**Pointing dataset excerpts:**
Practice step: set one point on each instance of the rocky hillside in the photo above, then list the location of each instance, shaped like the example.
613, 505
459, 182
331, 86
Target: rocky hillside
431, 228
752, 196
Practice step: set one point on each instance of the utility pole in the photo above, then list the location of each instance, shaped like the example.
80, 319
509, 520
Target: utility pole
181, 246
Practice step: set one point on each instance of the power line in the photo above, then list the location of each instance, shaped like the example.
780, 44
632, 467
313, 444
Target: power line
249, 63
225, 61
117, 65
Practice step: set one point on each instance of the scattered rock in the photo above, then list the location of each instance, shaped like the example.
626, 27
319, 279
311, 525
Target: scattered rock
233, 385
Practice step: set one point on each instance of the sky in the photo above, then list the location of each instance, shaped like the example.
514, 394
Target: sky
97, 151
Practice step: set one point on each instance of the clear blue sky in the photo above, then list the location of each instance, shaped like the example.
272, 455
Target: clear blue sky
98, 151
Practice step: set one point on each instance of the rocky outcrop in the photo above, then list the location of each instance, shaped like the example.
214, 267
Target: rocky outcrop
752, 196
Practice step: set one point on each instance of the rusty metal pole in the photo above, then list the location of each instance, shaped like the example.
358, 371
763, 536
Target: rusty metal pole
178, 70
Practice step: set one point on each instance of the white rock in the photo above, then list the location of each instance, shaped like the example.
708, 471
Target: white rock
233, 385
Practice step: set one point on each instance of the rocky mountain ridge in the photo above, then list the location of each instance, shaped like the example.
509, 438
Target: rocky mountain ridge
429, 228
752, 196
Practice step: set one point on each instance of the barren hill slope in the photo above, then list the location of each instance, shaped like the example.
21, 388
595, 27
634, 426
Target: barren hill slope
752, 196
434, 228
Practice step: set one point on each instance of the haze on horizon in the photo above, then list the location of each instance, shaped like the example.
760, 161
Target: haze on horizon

**Your objective:** Could you copy out all of the rows above word for word, leaving every line unchanged?

**Task output:**
Practice step: set one point on each instance of the rocky hillside in the photo above, then list the location of each instance, shaped like the example.
613, 505
459, 182
331, 86
Target: rocky hillside
431, 228
752, 196
Practice step: set one point on each instance of the utility pole in the photo above, then list the location of each instance, shaped like the example.
80, 319
509, 520
Target: utility pole
181, 246
Practice step: set one point on each instance of the power line in the photo above, then list the location of each instance, shaped like the example.
780, 44
632, 467
313, 444
Target: power line
249, 63
225, 61
117, 65
Practice step: set one point on each instance of the scattered rock in the photo above, then list the location of each instance, shaped like the example.
626, 27
319, 279
311, 525
Target: scattered rock
233, 385
Practice step: set one point on each instance of the sky in the photo above, then list the location of each instance, shaped like the example.
514, 394
Target: sky
97, 151
Practice step: set one point on each instance of the clear blue sky in the photo above, then list the location of each instance, shaped like the example.
272, 455
Target: clear blue sky
98, 151
Practice step: set one point on each instance of the rocky outcrop in the photo above, then list the location of each instance, shaped like the example.
214, 267
Target: rocky outcrop
752, 196
Practice step: set one point on each instance of the rusty metal pole in the photo above, then list the location of each instance, shaped like the example.
358, 371
763, 536
Target: rusty metal pole
178, 70
Practice step: set one point on each instance of the white rock in the photo above, then list the location of each instance, shaped like the example.
708, 471
Target: white rock
233, 385
Practice step: set one point on each instance of the rocky mountain ridge in the photo above, then list the location of each instance, shaped like the example.
509, 438
Target: rocky mountain ridge
429, 228
752, 196
Practice step: set one point on each instance of the barren hill slope in the photo above, then list the location of each instance, shaped like the example.
21, 388
595, 27
634, 426
Target: barren hill slope
752, 196
434, 228
Practice step: set one point on each instance of the haze on horizon in the photo above, then list the location of each instance, shaped like the example.
760, 161
Target: haze on horizon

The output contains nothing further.